--- Supplied material ---
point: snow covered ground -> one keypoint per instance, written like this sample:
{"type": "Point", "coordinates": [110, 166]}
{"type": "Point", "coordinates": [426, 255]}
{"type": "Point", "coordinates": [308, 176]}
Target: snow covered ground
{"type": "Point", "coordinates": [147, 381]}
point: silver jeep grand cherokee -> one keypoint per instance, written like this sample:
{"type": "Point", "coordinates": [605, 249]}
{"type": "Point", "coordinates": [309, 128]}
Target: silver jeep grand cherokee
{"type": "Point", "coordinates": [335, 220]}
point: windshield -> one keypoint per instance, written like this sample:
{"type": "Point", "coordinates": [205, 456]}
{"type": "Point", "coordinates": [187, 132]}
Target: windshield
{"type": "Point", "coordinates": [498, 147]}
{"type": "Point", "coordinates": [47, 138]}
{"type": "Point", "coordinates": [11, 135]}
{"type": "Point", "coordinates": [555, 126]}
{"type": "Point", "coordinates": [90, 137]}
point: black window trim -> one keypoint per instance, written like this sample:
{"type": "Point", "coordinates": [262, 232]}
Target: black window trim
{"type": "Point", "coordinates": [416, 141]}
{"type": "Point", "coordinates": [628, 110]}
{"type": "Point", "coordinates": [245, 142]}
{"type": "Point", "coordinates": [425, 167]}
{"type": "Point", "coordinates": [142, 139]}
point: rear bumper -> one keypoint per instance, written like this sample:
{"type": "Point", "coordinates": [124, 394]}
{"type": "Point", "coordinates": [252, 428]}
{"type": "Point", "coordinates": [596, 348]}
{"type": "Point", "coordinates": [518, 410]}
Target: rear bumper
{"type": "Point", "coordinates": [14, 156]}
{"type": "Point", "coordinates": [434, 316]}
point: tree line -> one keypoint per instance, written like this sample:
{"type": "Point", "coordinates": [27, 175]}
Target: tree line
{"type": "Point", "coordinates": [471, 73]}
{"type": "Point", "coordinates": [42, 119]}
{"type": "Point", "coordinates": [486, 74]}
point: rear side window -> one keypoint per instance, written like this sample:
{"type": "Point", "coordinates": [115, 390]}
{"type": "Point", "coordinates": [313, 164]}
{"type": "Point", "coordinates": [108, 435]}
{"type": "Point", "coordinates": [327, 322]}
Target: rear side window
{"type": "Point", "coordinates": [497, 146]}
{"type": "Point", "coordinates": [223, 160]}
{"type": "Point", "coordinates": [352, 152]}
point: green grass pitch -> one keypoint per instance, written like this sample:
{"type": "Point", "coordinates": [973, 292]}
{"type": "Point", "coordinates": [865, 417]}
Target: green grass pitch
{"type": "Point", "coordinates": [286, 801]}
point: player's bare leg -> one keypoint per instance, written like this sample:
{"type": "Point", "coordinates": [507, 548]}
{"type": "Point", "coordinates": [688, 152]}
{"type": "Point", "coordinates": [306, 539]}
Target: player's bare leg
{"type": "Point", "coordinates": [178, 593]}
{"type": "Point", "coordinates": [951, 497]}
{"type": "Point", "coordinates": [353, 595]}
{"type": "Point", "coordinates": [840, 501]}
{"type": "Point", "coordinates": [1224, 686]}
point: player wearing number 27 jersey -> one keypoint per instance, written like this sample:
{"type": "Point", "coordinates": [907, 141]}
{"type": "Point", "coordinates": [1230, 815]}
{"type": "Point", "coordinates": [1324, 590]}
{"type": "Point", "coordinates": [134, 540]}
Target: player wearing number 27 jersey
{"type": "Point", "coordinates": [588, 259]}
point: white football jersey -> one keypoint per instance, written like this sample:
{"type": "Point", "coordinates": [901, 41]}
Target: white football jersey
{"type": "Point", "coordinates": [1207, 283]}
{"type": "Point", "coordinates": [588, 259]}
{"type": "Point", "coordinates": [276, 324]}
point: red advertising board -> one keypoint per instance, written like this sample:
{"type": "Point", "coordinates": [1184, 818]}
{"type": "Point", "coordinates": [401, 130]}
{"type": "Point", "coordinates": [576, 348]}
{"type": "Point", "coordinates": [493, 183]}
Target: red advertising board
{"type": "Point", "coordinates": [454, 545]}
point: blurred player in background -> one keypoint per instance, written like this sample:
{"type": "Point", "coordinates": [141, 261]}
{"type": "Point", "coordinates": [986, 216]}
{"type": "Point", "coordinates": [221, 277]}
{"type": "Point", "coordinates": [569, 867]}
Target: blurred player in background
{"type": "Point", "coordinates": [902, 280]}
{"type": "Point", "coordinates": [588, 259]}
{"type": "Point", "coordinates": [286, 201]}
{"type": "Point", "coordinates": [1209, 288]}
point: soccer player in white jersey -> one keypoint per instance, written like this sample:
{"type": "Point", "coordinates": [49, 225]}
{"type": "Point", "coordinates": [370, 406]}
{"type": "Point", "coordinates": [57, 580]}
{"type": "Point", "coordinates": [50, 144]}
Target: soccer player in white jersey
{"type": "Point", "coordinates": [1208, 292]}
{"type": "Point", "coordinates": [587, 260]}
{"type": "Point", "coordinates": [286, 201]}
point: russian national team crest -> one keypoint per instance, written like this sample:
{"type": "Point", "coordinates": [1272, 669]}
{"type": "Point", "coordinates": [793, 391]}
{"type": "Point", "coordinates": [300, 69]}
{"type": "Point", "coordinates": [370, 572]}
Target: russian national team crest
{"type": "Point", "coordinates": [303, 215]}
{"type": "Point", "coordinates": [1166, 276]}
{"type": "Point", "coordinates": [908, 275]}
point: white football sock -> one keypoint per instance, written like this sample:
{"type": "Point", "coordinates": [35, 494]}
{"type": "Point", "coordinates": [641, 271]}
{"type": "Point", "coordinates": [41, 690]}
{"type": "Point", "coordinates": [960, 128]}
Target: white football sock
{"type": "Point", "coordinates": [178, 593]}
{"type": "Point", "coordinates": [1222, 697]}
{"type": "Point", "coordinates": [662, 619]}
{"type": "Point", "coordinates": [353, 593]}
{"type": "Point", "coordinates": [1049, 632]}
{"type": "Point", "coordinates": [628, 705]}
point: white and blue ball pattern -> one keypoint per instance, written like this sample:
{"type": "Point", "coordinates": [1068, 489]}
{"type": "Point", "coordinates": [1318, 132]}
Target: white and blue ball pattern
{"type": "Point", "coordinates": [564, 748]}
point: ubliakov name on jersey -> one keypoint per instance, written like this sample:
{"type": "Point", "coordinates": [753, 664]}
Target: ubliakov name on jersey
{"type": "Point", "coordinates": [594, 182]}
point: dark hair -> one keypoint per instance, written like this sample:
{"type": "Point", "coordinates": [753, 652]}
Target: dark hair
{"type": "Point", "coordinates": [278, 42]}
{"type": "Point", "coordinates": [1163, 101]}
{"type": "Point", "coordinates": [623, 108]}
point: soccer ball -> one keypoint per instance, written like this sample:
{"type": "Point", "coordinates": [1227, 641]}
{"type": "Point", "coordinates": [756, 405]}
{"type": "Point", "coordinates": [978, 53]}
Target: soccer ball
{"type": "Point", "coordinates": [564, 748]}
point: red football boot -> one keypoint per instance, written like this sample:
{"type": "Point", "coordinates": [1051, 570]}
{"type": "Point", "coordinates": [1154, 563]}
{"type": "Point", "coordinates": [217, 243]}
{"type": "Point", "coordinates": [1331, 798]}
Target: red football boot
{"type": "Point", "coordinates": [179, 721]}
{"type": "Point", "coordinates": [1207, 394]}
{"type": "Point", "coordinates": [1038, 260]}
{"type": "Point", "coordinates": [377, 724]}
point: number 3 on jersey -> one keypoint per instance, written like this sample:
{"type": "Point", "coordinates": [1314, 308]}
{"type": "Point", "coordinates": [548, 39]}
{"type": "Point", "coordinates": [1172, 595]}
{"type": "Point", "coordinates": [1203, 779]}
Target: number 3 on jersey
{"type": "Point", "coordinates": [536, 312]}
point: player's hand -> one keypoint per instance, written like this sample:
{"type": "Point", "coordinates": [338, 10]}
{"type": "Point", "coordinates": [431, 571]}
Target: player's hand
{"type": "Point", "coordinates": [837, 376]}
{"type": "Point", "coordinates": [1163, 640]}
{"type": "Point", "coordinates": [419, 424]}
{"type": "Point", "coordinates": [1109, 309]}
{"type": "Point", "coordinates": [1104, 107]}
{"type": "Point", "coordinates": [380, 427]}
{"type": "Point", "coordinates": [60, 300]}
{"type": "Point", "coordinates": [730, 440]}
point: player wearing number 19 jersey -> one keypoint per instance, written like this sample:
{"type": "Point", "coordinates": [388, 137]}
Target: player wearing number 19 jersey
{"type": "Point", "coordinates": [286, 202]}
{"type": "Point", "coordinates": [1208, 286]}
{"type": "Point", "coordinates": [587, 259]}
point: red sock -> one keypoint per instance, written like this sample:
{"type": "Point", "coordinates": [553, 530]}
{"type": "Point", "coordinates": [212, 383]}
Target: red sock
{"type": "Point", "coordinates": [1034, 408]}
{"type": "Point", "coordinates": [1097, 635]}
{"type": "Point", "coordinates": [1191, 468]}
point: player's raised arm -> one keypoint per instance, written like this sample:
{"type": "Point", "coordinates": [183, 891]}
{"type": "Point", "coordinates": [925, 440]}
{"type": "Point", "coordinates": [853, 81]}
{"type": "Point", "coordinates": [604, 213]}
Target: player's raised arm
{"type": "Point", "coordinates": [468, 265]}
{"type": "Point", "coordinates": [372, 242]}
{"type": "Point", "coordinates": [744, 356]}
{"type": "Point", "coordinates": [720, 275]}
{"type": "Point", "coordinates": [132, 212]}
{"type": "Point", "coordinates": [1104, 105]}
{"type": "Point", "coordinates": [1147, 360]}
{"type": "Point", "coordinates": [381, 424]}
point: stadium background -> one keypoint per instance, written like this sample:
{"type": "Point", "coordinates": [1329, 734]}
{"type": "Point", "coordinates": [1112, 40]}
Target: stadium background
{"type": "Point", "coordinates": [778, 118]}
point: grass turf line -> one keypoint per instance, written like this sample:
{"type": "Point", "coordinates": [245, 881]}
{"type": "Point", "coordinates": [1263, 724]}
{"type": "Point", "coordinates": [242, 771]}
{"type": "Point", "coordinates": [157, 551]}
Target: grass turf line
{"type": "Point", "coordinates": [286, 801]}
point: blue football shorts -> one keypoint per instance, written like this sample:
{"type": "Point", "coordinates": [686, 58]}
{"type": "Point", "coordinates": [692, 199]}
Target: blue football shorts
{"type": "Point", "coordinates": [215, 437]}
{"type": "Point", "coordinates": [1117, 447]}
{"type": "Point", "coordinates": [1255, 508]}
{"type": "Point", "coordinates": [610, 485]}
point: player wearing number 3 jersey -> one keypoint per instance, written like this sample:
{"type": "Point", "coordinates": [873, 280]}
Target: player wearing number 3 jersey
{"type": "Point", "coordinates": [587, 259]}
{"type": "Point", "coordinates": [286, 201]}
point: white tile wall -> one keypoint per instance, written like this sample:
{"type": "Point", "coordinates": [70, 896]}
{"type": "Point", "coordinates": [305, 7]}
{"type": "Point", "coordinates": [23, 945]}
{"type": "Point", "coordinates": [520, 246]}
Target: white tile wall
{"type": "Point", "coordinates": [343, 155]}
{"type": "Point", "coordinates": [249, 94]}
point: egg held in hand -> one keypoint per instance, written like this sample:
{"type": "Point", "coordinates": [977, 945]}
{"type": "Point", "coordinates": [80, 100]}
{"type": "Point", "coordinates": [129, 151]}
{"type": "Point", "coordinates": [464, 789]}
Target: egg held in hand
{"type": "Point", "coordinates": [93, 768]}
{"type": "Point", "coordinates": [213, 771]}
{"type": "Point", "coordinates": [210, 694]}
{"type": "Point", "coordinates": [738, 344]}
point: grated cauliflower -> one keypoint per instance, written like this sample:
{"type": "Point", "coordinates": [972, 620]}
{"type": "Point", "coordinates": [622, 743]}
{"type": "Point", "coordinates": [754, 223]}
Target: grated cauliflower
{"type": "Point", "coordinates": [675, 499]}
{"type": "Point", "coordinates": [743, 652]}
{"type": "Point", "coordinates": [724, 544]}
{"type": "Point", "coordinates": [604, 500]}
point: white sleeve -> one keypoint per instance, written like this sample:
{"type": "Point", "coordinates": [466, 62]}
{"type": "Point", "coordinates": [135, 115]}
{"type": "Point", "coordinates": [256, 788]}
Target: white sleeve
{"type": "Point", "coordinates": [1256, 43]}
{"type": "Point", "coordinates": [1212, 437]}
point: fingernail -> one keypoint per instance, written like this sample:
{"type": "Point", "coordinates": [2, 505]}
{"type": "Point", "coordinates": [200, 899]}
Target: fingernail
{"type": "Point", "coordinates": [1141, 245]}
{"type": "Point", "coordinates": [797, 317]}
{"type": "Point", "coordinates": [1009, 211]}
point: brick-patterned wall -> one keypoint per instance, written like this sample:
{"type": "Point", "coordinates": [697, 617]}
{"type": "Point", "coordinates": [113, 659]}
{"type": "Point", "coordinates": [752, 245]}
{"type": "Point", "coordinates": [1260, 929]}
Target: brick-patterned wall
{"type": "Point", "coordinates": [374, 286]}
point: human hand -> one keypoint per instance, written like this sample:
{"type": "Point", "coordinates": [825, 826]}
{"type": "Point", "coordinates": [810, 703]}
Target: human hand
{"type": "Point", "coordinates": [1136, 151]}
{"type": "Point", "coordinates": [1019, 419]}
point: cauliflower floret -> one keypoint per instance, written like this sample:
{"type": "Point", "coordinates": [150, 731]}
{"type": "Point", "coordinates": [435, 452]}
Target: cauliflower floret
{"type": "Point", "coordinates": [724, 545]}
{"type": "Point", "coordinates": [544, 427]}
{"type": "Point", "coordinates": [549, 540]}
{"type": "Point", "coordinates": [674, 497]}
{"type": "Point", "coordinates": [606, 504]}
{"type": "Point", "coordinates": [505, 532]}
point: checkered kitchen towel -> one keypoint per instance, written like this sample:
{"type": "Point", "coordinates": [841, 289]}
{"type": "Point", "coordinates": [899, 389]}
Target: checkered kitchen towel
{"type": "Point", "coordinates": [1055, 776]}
---
Task to complete: The lines from the first of the entries through the line holding "point: rear bumper" are to be restated word for word, and no others.

Answer to this problem:
point: snow covered ground -> one keypoint per instance, written like this sample:
{"type": "Point", "coordinates": [110, 166]}
{"type": "Point", "coordinates": [426, 255]}
{"type": "Point", "coordinates": [308, 176]}
Target: snow covered ground
{"type": "Point", "coordinates": [147, 381]}
point: silver jeep grand cherokee -> one keypoint per instance, written like this sample:
{"type": "Point", "coordinates": [605, 249]}
{"type": "Point", "coordinates": [309, 128]}
Target: silver jeep grand cherokee
{"type": "Point", "coordinates": [335, 220]}
point: windshield -> one keypoint per instance, written like this sample:
{"type": "Point", "coordinates": [205, 456]}
{"type": "Point", "coordinates": [187, 132]}
Target: windshield
{"type": "Point", "coordinates": [498, 147]}
{"type": "Point", "coordinates": [47, 138]}
{"type": "Point", "coordinates": [11, 135]}
{"type": "Point", "coordinates": [555, 126]}
{"type": "Point", "coordinates": [90, 137]}
point: black window trim -> one keypoint per instance, written like this sample:
{"type": "Point", "coordinates": [262, 232]}
Target: black window trim
{"type": "Point", "coordinates": [416, 141]}
{"type": "Point", "coordinates": [628, 110]}
{"type": "Point", "coordinates": [245, 142]}
{"type": "Point", "coordinates": [425, 167]}
{"type": "Point", "coordinates": [142, 139]}
point: rear bumper -> one keypoint per instance, written like this sample:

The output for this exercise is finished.